------ EXTRACTED DATA

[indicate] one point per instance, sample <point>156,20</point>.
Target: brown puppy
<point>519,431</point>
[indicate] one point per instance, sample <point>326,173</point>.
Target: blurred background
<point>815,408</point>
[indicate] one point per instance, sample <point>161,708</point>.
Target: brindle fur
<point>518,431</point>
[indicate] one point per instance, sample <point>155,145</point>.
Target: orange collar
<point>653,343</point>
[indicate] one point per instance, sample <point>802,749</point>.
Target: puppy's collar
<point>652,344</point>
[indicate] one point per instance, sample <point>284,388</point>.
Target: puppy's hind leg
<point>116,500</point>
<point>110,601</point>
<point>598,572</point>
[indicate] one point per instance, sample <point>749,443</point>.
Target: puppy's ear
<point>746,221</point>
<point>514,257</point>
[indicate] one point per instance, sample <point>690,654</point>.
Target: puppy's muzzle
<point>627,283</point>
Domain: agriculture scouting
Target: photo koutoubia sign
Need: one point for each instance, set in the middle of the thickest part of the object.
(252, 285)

------------
------ EXTRACTED DATA

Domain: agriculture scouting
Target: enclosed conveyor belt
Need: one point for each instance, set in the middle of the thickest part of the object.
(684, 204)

------------
------ EXTRACTED DATA

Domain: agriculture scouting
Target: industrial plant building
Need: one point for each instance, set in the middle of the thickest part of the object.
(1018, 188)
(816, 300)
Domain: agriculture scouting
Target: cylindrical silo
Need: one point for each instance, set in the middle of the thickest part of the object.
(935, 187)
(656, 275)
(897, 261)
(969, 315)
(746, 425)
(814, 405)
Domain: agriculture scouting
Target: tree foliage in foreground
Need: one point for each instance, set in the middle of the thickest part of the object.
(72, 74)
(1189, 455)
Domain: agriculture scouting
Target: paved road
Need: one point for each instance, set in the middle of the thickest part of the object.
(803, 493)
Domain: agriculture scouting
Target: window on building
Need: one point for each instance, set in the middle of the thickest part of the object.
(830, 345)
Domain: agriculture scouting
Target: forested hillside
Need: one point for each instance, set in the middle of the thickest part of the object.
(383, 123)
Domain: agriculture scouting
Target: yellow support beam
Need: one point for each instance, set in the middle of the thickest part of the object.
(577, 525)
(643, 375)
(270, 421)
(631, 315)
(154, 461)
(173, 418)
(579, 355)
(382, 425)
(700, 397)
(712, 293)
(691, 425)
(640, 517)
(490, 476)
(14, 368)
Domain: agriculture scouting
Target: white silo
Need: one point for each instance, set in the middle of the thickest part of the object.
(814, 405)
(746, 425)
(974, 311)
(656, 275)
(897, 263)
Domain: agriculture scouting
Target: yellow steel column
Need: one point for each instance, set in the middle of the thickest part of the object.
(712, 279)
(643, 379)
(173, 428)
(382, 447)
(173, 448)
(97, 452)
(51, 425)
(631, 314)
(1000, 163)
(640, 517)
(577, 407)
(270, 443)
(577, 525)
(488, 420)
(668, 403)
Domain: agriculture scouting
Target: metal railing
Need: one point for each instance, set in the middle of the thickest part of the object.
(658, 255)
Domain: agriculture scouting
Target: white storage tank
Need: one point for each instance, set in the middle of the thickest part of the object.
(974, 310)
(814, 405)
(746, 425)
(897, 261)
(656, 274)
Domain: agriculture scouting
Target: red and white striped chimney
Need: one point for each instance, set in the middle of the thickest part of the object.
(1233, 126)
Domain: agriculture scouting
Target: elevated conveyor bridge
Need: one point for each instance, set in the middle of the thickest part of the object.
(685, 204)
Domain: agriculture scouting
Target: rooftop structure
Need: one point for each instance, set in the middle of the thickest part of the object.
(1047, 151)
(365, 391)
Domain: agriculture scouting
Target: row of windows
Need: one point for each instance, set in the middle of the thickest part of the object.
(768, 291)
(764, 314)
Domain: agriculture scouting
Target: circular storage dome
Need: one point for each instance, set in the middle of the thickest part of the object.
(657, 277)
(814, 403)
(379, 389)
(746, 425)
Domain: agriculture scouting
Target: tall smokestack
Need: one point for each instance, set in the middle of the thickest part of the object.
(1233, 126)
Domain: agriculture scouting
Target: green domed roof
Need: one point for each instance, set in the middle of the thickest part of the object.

------------

Reproduce verbatim the lines above, from the line with "Target: yellow support beam" through the line with "Target: yellow steel column".

> _RESPONSE TO THE EXERCISE_:
Target: yellow support beam
Need: one point for each instance, set in the middle of the thickest part of the object.
(577, 525)
(643, 375)
(270, 421)
(631, 315)
(154, 461)
(173, 418)
(579, 355)
(382, 425)
(700, 397)
(712, 293)
(691, 425)
(640, 517)
(490, 476)
(14, 368)
Domain: agriculture scouting
Target: white silo
Need: one point for each instance, set in the middle of the thickest part of the object.
(814, 405)
(746, 425)
(974, 311)
(656, 275)
(897, 263)
Domain: agriculture scouting
Target: yellow steel column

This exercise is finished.